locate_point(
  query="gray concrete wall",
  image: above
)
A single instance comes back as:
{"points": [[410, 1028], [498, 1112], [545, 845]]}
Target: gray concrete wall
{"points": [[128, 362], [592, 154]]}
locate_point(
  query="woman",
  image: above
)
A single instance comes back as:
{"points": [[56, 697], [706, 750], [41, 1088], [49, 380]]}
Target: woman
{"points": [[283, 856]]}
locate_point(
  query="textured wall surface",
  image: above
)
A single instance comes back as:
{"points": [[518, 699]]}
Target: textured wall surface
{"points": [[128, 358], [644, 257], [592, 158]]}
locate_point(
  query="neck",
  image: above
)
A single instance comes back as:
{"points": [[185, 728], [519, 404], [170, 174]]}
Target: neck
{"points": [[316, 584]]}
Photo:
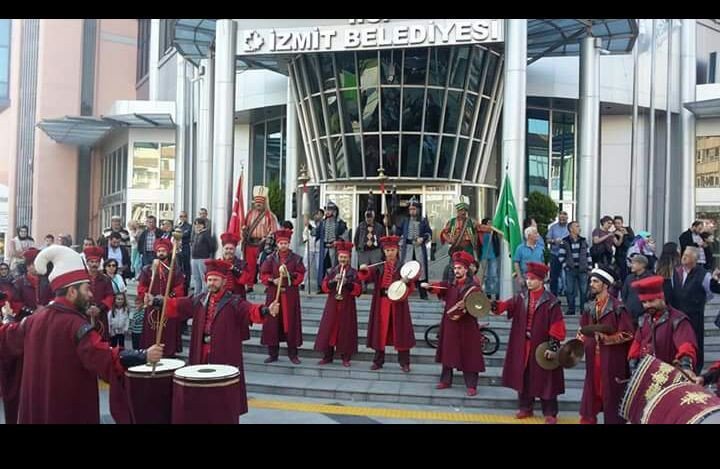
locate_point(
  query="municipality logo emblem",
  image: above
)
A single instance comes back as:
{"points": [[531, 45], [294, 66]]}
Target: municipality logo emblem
+ + + + + + +
Directions - In the entries above, count each line holding "emblem" and report the total and nothing more.

Finished task - 2